* **AIM**
Copy back every one of the records below word for word, leaving out the pictures.

···

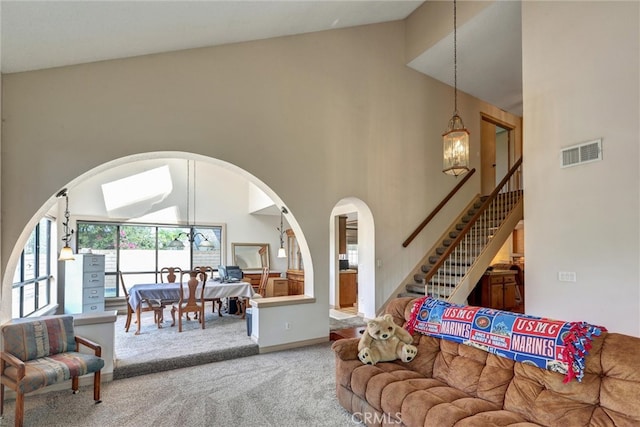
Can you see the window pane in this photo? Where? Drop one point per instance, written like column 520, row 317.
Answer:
column 29, row 302
column 97, row 237
column 134, row 279
column 171, row 256
column 137, row 248
column 209, row 253
column 43, row 249
column 30, row 257
column 111, row 286
column 15, row 303
column 17, row 275
column 43, row 295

···

* **COMPLETE RESPONSE**
Can you see the window pane in this photo? Where? Drop one point per instance, written like column 520, row 317.
Answer:
column 29, row 302
column 97, row 237
column 134, row 279
column 171, row 256
column 137, row 248
column 209, row 253
column 43, row 249
column 30, row 257
column 111, row 286
column 15, row 303
column 17, row 275
column 43, row 295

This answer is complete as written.